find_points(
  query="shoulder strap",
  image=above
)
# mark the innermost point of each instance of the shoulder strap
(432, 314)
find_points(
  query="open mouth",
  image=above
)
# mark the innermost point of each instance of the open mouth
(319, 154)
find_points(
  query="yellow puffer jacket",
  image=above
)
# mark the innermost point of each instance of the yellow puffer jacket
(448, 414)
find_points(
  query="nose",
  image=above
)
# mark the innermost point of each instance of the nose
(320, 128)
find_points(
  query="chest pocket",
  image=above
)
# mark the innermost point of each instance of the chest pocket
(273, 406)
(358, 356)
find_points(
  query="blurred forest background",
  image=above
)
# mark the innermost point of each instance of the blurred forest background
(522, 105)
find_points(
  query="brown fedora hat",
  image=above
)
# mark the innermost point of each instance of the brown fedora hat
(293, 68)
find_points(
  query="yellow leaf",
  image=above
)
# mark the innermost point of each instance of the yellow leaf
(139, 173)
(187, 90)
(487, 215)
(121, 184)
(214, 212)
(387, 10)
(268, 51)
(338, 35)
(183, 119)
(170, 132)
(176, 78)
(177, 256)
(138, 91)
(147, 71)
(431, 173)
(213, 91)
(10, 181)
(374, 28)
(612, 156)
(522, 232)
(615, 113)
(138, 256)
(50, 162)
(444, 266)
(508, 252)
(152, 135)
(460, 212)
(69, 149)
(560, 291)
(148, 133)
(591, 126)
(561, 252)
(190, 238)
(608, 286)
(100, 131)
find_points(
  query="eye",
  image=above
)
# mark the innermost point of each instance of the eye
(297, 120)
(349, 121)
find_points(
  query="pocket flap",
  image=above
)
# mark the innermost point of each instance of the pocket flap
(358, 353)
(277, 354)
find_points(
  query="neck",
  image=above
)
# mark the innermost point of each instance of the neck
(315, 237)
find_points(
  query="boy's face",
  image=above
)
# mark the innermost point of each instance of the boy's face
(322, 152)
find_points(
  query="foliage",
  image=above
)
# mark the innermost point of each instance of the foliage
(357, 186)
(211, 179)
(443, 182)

_EXERCISE GOAL:_
Starting at the line that contains "# mark the innermost point of each instance of the neck", copy every line down to the last line of the records above, exactly as written.

_RESULT:_
# mark the innermost point of each instance of the neck
(315, 237)
find_points(
  query="boy's face",
  image=above
)
# mark the innermost point of each instance of the boy's face
(322, 152)
find_points(
  query="foliage",
  image=above
)
# mark the innermost point of each instance of the foliage
(357, 186)
(211, 179)
(443, 182)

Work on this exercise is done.